→ BRIEF 1
Can you set down the passage of the article on low-level viral load below from "- P1 had persistently" up to and including "by poor adherence.", word for word?
→ BRIEF 2
In the article on low-level viral load below, what median viral load is given for each of the four participants?

[Opening EXCERPT PROVIDED section]

Low level viral load on effective ART is linked to clonal expansion of reservoir: not affected by modifying ART
1 February 2023. Related: Antiretrovirals, Treatment strategies, Guidelines, Resistance.
Researchers investigating new and persistently detectable viral load in four people with a previous history of suppressive ART report that this is caused by clonal expansion of reservoir cells. All cases included people having excellent adherence and no evidence of drug resistance. 
The paper also reports new findings that links the cause of viraemia to clones carrying proviruses with 5’-Leader defects.
Each of these cases had many years on suppressive ART. They were a clinical challenge due to a subsequent and unexplained period of detectable viral load that did not respond to changes in treatment.
In all cases, viral load increased to levels where guidelines currently recommend changing treatment.
The four participants (P1–4) had been living with HIV for more than 15 years (range 15-32 years) and had been undetectable on long-term ART from 7 to 27 years, with good CD4 counts. Treatment changes, including intensification had not been successful.
- P1 had persistently detectable viremia for more than four years, with a median plasma viral load of 80 copies/mL (range 37 to 156).
- P2 had intermittent periods of detectable viremia for more than ten years, with a median of 75 copies/mL (range <20 to 300).
- P3 had persistently detectable viremia for over four years, with a median of 123 copies/mL (range 26 to 857).
- P4 was the most extreme example, with a median viral load of 2979 copies/mL (range 1145 to 5138) for almost two years.
The results have important implications for clinical management of viral rebound that are not currently covered in HIV treatment guidelines that recommend modifying ART in an attempt to resuppress viral load.
As well as not being effective, this risks undermining the relationship of trust between people living with HIV and their doctor, if the default assumption is that this is caused by poor adherence.
- In these cases, treatment modification including intensification, as currently recommended in treatment guidelines will not have any impact on resupressing viral load.

[Closing EXCERPT PROVIDED section]
[Opening SOURCE MATERIAL section]

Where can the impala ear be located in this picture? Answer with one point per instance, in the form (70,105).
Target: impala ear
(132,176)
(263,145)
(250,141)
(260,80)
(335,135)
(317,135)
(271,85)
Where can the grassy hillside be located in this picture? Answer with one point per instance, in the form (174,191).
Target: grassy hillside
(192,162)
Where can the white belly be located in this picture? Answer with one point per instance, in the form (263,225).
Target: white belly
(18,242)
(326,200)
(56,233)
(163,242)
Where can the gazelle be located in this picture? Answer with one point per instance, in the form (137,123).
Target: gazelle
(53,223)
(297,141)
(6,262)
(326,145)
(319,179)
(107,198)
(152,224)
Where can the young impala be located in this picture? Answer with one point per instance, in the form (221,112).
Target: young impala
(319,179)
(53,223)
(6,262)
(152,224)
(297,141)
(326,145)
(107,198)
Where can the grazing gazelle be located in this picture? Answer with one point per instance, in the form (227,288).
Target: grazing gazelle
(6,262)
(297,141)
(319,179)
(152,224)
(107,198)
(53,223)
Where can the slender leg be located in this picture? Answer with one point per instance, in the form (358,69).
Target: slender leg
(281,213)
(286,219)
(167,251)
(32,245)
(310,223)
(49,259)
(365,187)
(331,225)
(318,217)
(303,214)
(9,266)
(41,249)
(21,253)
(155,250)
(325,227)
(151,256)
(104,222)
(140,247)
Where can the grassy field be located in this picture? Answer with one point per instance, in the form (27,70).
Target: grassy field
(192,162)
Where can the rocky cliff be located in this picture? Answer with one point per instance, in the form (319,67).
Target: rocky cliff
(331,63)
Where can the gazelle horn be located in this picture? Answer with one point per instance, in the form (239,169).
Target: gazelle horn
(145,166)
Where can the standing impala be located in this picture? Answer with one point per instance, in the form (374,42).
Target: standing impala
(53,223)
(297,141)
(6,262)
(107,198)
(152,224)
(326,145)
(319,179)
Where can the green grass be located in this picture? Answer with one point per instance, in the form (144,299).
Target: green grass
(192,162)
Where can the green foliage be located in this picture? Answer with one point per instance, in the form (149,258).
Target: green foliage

[Closing SOURCE MATERIAL section]

→ EXPECTED OUTPUT 1
- P1 had persistently detectable viremia for more than four years, with a median plasma viral load of 80 copies/mL (range 37 to 156).
- P2 had intermittent periods of detectable viremia for more than ten years, with a median of 75 copies/mL (range <20 to 300).
- P3 had persistently detectable viremia for over four years, with a median of 123 copies/mL (range 26 to 857).
- P4 was the most extreme example, with a median viral load of 2979 copies/mL (range 1145 to 5138) for almost two years.
The results have important implications for clinical management of viral rebound that are not currently covered in HIV treatment guidelines that recommend modifying ART in an attempt to resuppress viral load.
As well as not being effective, this risks undermining the relationship of trust between people living with HIV and their doctor, if the default assumption is that this is caused by poor adherence.

→ EXPECTED OUTPUT 2
- P1: 80 copies/mL
- P2: 75 copies/mL
- P3: 123 copies/mL
- P4: 2979 copies/mL